Task A:
Answer these from the passage about fear and adrenaline, one answer per line:
(i) At what mile does the writer plan to climb inside the pain cave?
(ii) Where does the writer say playing alone happens?
(iii) Who does the writer point to as watching horror movies because they "like" to be scared?
Task B:
List every family member the writer names in the passage about fear and adrenaline.
Task C:
For each statement, say whether the passage about fear and adrenaline agrees. Answer yes or no and quote the words that decide it.
(i) The writer's plan for a 100-mile race expects no discomfort.
(ii) The writer looks forward to facing the pain late in the race.
(iii) The writer gets the same high playing alone as playing with a group.

Text passage:
*** Block opens ***

So while I can talk about the higher values of wanting to play with other people because of the community… the truth is that I don’t get the same high from playing by myself in the living room as I do when I play with a group of people. Just like I don’t get the same high casually riding or running at home, as I do pushing the envelope in a polo game, or running the last few miles of a hard-fought race.
I was this many years old when I realized that the good part (e.g. the adrenaline high) of the things I love only exists because there are aspects of those things also scare the crap out of me.
It’s like you crazy people that watch horror movies because you “like” to be scared. (I’m looking at you – mom, sisters, cousins).
WTAF. Why would anyone watch horror and “like” being scared?
I uhhhhhh…..I think I get it now.
So, what if I embrace this part of music instead of panicking?
When I think about running ultras – especially 100’s – I don’t tell myself that it’s not going to hurt. I make a plan that includes being really really uncomfortable at certain points in the race. I spend the first 80 miles staying out of the pain cave, all while reassuring myself, like promising a chocolate bar to a toddler….that at mile 80 I can climb inside the pain cave and stay there for as long as I can bear it. The most insane thing about the whole situation is that I look forward to it, to measuring myself up against the pain – to embrace it and learn to live with it when it’s time.

*** Block closes ***

Dataset content:
*** Block opens ***

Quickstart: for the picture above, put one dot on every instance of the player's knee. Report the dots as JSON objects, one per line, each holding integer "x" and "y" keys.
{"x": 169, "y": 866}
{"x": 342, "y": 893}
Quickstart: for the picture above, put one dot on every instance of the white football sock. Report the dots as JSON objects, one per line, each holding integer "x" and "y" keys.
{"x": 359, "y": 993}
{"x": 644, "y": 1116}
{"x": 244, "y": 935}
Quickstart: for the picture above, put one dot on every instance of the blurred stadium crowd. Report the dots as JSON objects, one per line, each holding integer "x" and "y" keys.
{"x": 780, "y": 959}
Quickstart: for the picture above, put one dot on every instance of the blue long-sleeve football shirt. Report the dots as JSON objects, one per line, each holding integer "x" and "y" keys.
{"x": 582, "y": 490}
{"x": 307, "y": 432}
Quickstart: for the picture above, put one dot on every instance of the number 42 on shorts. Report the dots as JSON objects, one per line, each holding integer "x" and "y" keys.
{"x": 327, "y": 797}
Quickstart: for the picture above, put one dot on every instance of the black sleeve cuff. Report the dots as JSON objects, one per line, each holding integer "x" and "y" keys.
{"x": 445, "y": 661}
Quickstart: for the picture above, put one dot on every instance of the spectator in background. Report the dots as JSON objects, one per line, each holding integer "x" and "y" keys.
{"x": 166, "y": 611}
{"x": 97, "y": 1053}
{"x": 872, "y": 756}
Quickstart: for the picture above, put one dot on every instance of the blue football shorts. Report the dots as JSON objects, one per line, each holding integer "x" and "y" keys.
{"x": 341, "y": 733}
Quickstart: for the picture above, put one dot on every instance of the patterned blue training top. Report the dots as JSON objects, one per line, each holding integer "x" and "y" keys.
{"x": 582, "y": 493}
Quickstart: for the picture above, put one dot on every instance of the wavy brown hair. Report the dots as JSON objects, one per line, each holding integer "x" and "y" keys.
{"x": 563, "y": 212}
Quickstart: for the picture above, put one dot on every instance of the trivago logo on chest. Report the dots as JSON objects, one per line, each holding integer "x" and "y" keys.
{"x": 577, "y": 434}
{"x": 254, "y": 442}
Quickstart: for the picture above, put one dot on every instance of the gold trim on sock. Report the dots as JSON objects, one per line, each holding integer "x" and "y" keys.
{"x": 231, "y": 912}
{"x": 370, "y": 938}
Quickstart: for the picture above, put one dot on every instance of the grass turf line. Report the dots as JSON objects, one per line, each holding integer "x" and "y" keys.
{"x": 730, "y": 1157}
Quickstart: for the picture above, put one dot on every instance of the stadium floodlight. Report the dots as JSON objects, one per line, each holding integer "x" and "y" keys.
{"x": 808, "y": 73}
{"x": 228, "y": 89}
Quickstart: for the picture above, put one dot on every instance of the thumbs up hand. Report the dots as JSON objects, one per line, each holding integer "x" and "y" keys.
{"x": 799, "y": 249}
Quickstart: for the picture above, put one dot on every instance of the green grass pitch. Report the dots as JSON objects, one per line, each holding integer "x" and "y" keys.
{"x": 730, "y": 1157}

*** Block closes ***

Answer space A:
(i) Mile 80.
(ii) In the living room.
(iii) The writer's mom, sisters and cousins.

Answer space B:
mom, sisters, cousins

Answer space C:
(i) No: "I make a plan that includes being really really uncomfortable at certain points in the race."
(ii) Yes: "The most insane thing about the whole situation is that I look forward to it"
(iii) No: "I don’t get the same high from playing by myself in the living room as I do when I play with a group of people."